所给原文 »
::::
图像处理之线性插值旋转算法(biline-interpolation rotate algorithm)

图像处理之线性插值旋转算法

基本数学知识：

1.三角函数基本知识，sin, cosin

2.反三角函数基本知识，知道任意一点坐标P(x, y)求取该点的角度a = atag2(y/x)

3.极坐标与笛卡尔坐标系转换知识

图像旋转矩阵：由此可以计算图像旋转以后的新的高度与宽度。

相关算法：

双线性插值算法，实现图像旋转反锯齿效果，同时是一种高质量的图像图像旋转方法，

缺点是计算量比较大。但是对现在的计算机硬件来说，速度还可以。

关于角度旋转：

1.90度，180度，270度可以直接旋转坐标取得，像素直接映射取得。

2.对于任何角度angle可以如下处理n = mod(angle, 90) = 1, 2, 3, 然后

将角度旋转90，180，270然后再旋转角度(angle– n * 90)。

程序实现：

1.首先根据输入角度参数angle, 背景填充颜色bgcolor初始化

2.计算出旋转以后的图像width与height

3.循环每个输出像素，计算机坐标

4.反旋转输入角度到输入的目标像素浮点数坐标

5.使用双线性插值完成目标像素填充，如果不在范围之内填充背景色。
::::
(点标注数据)
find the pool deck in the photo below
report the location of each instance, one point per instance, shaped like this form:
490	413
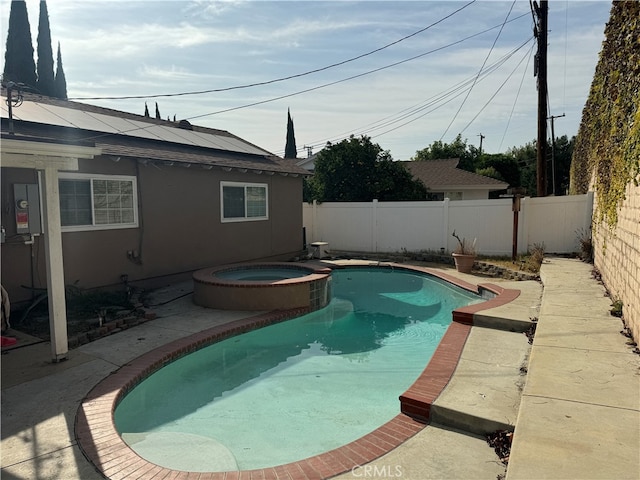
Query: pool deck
576	411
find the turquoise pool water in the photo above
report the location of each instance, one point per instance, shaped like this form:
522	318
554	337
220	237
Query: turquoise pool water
298	388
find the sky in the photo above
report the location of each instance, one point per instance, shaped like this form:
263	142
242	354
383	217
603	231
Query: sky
405	73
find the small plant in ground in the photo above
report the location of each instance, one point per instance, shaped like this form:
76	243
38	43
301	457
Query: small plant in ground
534	259
616	308
500	441
464	246
586	245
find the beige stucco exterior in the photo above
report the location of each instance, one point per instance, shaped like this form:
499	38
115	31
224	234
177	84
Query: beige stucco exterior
179	230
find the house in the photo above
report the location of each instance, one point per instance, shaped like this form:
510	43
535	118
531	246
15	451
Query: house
445	180
94	197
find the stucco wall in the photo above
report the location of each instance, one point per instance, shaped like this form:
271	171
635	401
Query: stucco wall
179	228
617	257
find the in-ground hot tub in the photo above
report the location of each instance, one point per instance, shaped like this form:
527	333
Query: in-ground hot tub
262	286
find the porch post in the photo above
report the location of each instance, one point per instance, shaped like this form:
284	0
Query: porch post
55	270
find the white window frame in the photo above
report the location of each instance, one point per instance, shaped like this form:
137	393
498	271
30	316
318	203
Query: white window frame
223	219
94	226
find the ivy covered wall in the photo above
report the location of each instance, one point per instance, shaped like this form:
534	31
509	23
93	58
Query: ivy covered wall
606	159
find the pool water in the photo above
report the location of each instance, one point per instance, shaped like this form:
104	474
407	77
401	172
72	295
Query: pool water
297	388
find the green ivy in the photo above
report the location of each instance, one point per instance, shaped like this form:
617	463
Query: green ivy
607	149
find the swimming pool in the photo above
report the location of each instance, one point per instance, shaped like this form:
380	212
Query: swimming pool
328	378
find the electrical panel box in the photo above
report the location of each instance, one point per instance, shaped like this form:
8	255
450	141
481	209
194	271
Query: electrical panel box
27	206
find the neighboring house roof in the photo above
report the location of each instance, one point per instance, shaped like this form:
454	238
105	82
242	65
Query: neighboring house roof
308	163
128	135
443	175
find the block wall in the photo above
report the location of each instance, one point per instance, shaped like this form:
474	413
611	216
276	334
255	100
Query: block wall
617	257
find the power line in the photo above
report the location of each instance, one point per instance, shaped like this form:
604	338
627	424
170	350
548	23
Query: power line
483	64
395	64
493	96
281	79
515	101
323	85
436	101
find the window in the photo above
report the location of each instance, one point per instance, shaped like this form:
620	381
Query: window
243	201
96	202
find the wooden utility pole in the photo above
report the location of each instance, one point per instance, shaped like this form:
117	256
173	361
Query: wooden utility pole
541	13
553	154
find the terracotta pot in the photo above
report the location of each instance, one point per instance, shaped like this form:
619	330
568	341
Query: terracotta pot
464	262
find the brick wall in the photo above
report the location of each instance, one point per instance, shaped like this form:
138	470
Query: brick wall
617	257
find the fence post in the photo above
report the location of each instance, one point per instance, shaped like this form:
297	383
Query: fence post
523	228
314	221
374	225
445	224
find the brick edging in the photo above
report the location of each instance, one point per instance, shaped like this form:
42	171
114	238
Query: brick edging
101	444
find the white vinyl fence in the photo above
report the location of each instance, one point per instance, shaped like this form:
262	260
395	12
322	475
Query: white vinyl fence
381	227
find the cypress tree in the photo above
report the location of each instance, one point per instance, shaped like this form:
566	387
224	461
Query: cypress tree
19	66
290	150
46	85
60	80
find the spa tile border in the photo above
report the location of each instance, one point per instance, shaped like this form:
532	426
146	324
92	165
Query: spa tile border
207	275
102	445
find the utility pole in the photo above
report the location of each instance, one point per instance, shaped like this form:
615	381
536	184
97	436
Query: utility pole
553	153
540	32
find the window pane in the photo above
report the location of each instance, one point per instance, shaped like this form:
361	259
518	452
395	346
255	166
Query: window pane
256	202
102	217
75	202
127	215
233	202
100	201
99	187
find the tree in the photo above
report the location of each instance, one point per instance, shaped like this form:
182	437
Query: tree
525	156
60	80
45	82
19	66
468	154
357	170
290	150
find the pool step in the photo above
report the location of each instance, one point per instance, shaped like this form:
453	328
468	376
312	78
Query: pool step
482	391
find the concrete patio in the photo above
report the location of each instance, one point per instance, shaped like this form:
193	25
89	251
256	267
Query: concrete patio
576	412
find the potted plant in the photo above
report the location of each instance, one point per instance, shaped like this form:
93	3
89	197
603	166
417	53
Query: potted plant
465	254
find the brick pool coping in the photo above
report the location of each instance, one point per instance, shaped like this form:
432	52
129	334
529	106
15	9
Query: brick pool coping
100	442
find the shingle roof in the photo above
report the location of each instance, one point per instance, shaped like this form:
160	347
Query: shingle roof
147	138
444	174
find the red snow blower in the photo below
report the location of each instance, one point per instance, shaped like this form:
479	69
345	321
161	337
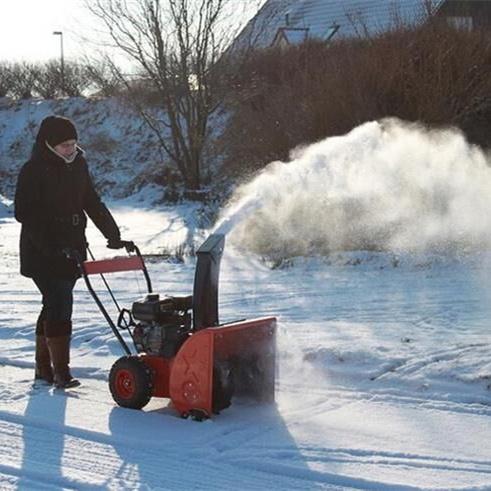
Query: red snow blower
181	351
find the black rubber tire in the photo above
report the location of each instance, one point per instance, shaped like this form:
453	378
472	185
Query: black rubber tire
130	382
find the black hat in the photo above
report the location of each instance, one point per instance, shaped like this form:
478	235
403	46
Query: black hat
56	130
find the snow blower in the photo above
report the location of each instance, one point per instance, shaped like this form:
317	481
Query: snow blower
181	351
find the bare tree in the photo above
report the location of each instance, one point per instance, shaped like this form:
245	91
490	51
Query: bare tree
5	78
102	76
23	80
176	45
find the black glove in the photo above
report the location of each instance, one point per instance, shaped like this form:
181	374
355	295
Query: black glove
115	243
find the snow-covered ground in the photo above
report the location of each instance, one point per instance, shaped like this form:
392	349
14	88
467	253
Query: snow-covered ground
384	378
384	358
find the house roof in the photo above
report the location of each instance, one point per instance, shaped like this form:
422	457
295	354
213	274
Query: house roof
350	17
293	35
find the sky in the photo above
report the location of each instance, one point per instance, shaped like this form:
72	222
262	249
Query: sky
26	28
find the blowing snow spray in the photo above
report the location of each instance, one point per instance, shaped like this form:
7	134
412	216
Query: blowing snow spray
386	185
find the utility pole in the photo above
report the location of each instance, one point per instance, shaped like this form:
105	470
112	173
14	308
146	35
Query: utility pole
62	61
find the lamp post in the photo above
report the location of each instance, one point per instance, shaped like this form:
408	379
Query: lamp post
62	60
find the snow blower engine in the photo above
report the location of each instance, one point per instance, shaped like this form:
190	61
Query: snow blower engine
181	351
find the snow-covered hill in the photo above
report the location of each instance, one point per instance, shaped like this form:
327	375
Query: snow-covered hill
122	152
384	380
384	373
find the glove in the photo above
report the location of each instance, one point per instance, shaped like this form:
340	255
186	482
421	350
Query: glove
115	243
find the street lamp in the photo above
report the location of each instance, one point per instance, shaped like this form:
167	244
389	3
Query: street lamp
59	33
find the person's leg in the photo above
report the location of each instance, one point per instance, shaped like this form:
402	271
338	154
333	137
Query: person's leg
43	370
58	302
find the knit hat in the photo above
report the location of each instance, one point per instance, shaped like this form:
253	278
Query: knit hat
56	130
::::
操作要求 »
A. 根据这篇图像旋转算法的文章回答：
(i) 双线性插值算法的缺点是什么？
(ii) 哪几个角度可以直接旋转坐标取得？
(iii) 程序实现中，目标像素不在范围之内时填充什么？
B. 把这篇图像旋转算法的文章从“缺点是计算量比较大。但是对现在的计算机硬件来说，速度还可以。”起，到“将角度旋转90，180，270然后再旋转角度(angle– n * 90)。”为止（含这一处），逐字重新打一遍。
以上各行数据来自另外的出处。

逐题答案 »
A.
(i) 计算量比较大。
(ii) 90度、180度、270度。
(iii) 填充背景色。

B.
缺点是计算量比较大。但是对现在的计算机硬件来说，速度还可以。

关于角度旋转：

1.90度，180度，270度可以直接旋转坐标取得，像素直接映射取得。

2.对于任何角度angle可以如下处理n = mod(angle, 90) = 1, 2, 3, 然后

将角度旋转90，180，270然后再旋转角度(angle– n * 90)。